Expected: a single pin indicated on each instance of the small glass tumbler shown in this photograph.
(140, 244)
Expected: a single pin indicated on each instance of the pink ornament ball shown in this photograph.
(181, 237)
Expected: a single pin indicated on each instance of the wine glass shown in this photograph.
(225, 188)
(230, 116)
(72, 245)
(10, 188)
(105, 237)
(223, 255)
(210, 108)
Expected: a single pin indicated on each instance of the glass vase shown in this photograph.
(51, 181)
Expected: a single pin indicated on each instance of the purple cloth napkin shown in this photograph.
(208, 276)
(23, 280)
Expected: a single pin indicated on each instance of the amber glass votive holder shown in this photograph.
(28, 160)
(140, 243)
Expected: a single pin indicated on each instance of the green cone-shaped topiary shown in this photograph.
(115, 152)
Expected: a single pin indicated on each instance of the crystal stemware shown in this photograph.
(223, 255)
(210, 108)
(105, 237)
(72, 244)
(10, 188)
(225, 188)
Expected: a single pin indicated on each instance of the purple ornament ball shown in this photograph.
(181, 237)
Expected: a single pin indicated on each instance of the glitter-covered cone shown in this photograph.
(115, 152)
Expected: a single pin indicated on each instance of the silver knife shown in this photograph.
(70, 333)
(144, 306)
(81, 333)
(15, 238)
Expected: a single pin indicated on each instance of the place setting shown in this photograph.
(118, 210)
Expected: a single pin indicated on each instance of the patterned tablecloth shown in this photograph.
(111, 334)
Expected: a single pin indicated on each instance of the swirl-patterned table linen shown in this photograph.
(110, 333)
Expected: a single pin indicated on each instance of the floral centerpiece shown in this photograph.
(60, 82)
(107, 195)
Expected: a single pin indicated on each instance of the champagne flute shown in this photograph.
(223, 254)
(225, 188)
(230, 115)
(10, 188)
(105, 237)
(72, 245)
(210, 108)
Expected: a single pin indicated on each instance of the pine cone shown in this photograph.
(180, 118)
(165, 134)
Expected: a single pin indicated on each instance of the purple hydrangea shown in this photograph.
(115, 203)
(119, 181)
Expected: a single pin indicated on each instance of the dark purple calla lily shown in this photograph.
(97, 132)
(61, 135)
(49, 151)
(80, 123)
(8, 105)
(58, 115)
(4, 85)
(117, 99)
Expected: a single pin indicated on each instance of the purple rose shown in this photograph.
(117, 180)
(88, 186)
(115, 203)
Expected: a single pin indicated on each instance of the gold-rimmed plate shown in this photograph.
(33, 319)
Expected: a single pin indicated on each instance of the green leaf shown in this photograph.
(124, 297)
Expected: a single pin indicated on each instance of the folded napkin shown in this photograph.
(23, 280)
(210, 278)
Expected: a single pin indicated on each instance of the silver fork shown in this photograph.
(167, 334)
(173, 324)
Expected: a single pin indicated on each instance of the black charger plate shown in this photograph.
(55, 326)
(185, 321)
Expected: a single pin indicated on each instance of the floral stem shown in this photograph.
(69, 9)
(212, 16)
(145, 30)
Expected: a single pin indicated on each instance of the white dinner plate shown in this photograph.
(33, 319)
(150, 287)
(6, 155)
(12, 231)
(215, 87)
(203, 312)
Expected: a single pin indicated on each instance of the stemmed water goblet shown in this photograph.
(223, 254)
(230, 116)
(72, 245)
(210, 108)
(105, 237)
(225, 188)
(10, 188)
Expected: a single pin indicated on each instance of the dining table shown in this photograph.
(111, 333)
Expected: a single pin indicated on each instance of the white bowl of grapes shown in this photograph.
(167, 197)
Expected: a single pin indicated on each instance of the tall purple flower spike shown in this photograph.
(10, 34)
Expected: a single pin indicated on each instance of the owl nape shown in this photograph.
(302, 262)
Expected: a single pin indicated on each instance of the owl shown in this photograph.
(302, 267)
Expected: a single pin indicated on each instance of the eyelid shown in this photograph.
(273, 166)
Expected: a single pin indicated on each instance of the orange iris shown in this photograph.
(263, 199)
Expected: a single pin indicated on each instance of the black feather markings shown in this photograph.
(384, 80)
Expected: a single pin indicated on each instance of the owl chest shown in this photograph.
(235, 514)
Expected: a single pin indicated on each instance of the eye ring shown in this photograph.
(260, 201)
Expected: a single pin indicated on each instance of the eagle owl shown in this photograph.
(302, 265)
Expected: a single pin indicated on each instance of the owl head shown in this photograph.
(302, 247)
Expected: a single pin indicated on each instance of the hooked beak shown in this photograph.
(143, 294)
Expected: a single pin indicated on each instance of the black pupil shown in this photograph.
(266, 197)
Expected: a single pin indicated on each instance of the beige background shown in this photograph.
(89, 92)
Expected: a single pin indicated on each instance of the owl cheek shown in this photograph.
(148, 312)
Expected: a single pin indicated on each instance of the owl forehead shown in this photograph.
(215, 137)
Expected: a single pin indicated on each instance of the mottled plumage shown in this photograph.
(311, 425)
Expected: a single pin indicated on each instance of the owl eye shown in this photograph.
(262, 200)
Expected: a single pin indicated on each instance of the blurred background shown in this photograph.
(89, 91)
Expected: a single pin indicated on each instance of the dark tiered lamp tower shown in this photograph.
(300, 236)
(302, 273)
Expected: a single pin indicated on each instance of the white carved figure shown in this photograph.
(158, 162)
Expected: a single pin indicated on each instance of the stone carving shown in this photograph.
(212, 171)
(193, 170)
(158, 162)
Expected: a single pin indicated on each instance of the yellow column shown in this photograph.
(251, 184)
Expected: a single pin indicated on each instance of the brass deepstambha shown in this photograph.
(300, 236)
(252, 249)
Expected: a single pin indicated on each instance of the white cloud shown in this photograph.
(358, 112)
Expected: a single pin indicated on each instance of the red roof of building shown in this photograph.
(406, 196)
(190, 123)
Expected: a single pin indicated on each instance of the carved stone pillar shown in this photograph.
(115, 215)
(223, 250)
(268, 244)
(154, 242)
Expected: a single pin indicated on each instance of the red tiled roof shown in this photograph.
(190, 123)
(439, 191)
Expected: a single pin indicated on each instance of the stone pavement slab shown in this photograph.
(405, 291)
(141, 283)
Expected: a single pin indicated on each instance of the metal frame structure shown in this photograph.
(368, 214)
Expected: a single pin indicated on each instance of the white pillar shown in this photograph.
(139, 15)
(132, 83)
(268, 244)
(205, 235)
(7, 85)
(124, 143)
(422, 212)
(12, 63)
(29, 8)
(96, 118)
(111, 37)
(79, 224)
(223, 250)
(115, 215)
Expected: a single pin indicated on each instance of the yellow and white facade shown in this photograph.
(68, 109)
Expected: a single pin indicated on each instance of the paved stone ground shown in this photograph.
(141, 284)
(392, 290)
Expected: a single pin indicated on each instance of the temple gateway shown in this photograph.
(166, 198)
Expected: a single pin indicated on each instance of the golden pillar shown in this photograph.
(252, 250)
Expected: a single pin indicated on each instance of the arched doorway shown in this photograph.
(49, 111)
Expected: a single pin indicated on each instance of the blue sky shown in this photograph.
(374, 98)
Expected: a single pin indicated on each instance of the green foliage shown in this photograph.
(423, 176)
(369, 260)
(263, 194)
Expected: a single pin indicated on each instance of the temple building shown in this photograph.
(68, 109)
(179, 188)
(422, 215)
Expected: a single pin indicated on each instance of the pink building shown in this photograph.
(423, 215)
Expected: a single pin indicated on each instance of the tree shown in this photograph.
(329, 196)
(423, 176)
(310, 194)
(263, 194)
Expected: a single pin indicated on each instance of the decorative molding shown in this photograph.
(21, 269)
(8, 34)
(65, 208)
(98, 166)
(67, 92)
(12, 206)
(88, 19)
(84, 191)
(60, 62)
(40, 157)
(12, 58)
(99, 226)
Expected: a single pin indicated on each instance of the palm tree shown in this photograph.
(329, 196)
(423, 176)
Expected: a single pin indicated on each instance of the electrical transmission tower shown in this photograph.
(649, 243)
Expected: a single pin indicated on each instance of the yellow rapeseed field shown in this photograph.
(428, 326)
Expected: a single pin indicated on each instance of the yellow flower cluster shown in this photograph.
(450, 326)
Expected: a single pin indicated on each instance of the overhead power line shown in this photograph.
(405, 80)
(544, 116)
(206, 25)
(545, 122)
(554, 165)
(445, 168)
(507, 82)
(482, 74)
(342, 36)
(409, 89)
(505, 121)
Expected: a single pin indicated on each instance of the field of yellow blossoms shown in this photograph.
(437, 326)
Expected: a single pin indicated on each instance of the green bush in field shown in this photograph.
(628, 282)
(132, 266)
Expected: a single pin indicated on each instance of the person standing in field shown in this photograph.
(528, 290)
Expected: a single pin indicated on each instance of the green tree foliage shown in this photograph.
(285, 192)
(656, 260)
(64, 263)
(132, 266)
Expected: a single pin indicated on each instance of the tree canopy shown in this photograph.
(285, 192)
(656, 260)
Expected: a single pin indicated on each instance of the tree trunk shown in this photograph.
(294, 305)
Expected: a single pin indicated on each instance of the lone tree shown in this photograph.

● **EXERCISE DESCRIPTION**:
Output exactly the line containing "Expected: a single pin indicated on each instance of the person" together with every line after it, ending at the final line of the entries.

● **YOUR RESPONSE**:
Expected: a single pin indicated on each instance of the person standing in field shown in this photograph.
(528, 290)
Expected: a single pin indicated on each instance of the green tree foliage shown in this photograph.
(285, 192)
(656, 260)
(64, 263)
(132, 266)
Expected: a single pin indicated on each instance of the tree canopy shown in this photograph.
(285, 192)
(656, 260)
Expected: a single pin indicated on each instance of the tree trunk shown in this photograph.
(294, 305)
Expected: a single pin indicated on each instance of the lone tree shown in this photograph.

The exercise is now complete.